Work instructions
Repeat the lines of the listing below exactly, starting at the line that contains "Check that each instance of the man's ear" and running through the last line, both included, and only those.

Part of a data file
start
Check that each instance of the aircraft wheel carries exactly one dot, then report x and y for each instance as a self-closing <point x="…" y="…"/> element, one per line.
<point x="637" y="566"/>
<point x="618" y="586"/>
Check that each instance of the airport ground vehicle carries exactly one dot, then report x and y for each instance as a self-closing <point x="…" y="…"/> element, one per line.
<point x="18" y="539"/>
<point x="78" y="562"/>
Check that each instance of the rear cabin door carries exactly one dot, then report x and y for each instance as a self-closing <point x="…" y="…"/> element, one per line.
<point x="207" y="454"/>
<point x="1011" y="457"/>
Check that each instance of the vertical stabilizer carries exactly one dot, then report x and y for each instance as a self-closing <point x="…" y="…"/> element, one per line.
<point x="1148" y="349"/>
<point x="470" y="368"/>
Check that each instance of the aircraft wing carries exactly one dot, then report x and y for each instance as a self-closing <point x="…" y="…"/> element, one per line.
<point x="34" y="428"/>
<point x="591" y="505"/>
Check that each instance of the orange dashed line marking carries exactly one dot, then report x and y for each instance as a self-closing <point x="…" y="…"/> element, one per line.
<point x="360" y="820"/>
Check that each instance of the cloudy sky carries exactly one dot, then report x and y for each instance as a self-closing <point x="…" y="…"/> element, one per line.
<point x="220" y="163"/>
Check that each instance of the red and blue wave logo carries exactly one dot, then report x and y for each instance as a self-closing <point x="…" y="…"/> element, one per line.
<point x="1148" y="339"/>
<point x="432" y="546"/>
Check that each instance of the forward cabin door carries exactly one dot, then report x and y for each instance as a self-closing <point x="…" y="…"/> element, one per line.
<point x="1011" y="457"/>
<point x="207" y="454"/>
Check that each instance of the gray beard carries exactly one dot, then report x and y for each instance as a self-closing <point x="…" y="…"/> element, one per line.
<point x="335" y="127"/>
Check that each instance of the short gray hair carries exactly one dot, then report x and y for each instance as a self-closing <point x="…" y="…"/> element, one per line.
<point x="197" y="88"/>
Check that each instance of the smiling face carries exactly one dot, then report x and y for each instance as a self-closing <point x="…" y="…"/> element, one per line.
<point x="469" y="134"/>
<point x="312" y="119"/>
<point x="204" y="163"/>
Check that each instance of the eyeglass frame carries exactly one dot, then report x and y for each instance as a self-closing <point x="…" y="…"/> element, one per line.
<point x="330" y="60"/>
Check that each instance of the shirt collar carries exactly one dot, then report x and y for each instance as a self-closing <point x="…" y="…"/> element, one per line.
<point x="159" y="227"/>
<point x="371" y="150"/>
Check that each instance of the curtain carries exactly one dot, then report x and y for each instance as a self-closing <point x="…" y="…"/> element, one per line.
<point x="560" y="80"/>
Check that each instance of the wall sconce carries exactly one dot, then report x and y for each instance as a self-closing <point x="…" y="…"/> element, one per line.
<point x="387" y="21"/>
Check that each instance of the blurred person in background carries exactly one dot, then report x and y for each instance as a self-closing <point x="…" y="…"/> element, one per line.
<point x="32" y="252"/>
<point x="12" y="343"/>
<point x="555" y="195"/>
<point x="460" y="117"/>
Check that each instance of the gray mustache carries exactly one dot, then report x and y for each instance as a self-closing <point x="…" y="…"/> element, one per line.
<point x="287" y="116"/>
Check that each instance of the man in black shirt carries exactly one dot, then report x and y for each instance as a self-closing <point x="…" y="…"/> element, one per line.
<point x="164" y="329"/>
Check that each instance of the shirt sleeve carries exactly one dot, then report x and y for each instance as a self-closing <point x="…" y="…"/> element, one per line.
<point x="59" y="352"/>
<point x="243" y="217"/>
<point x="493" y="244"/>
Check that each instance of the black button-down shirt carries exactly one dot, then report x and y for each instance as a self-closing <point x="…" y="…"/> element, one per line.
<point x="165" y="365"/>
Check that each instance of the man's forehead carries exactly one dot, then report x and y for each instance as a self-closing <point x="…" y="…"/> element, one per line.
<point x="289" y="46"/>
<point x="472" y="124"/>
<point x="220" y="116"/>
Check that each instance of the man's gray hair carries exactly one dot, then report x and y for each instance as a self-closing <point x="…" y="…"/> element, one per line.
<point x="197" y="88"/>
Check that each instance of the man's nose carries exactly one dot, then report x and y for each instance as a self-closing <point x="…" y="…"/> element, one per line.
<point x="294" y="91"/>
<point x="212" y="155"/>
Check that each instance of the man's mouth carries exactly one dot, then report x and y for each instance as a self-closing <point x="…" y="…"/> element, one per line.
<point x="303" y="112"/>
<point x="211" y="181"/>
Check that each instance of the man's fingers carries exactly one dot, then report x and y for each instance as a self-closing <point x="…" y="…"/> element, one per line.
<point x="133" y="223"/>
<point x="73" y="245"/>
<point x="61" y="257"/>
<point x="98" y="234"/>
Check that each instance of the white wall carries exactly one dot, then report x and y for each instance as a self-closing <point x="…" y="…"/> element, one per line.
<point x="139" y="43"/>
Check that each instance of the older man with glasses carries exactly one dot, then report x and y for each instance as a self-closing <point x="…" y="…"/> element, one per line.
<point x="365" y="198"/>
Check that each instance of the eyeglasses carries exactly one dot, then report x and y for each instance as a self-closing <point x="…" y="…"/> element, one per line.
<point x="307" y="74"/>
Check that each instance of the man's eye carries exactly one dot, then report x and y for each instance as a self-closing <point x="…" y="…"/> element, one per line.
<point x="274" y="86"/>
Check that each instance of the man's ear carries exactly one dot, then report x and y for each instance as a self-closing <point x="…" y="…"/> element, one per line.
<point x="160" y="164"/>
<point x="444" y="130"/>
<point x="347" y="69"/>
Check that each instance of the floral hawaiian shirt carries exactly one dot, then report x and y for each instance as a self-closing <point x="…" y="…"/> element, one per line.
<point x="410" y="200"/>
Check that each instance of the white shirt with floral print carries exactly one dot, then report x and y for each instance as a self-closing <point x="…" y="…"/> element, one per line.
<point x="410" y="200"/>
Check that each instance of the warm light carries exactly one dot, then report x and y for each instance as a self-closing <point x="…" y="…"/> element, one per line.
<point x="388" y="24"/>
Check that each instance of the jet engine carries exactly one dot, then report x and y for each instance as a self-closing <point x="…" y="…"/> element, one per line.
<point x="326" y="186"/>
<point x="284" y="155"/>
end
Response
Check that each instance of the man's ear carries exactly one dot, then report x and y for each instance as a self-closing <point x="…" y="…"/> element, one per line.
<point x="160" y="164"/>
<point x="444" y="130"/>
<point x="347" y="69"/>
Check that each instance of the floral hawaiian shirt carries exactly one dot, then report x and y for each instance as a self-closing <point x="…" y="…"/> element, one per line.
<point x="410" y="200"/>
Check that each instance of the white shirt with floral print carries exactly one dot, then report x and y for each instance as a self-closing <point x="…" y="…"/> element, one per line.
<point x="410" y="200"/>
Check that each instance of the warm light carries exactly one dot, then report x and y for each instance as a self-closing <point x="…" y="…"/> element, one per line.
<point x="388" y="24"/>
Check that each instance of the jet engine carries exactly one dot, then report x and y for each instance as a self-closing <point x="…" y="…"/> element, one per line.
<point x="326" y="186"/>
<point x="284" y="155"/>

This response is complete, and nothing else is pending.